#### What to work on:
Please copy out everything from the line containing "Q: give x and y for each instance of the white" through the last line of the items, requests included, and shift every coordinate in the answers up by 128. Leave the requests and their sample points unchanged.

Position annotation records:
-*-*-

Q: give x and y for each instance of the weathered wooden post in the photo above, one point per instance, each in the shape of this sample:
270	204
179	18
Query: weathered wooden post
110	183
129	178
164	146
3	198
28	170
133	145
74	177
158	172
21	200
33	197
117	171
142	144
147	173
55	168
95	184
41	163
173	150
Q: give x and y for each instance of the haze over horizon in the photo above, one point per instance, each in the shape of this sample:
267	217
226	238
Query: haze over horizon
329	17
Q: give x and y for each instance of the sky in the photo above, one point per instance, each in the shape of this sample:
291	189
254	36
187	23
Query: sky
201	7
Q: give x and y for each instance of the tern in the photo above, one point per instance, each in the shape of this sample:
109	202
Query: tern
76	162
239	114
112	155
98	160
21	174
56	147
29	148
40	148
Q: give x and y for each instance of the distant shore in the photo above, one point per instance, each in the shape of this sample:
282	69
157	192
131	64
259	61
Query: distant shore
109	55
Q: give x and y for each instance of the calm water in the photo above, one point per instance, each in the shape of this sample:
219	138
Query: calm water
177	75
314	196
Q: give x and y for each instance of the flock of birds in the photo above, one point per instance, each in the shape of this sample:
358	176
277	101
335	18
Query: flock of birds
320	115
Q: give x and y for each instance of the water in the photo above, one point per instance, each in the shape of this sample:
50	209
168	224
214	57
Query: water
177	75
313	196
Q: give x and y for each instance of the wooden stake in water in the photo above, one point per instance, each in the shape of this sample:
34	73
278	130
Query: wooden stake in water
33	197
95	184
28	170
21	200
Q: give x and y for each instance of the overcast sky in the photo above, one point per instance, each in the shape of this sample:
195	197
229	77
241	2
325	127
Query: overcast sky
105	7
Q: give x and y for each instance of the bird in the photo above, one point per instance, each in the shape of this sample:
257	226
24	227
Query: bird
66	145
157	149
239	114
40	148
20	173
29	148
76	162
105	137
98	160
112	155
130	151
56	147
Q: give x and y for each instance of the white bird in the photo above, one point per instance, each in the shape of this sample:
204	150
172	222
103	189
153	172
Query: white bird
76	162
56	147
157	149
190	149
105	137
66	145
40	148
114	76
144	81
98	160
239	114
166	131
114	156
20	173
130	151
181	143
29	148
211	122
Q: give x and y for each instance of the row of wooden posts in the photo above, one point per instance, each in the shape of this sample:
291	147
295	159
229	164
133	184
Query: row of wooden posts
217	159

-*-*-

#### Response for this exercise:
Q: give x and y for each instance of the white bird in the photo above, one point per instance, each in the shape of this sample:
204	150
172	222
103	189
153	172
Query: white bird
204	290
184	275
285	277
318	277
233	265
194	273
168	276
242	204
272	209
226	288
367	242
294	259
242	284
148	301
258	279
309	271
157	276
339	250
Q: give x and y for each instance of the row of wooden posts in the photo above, one point per instance, each in the shape of this sample:
291	147
295	159
229	164
133	184
Query: row of wooden posts
345	287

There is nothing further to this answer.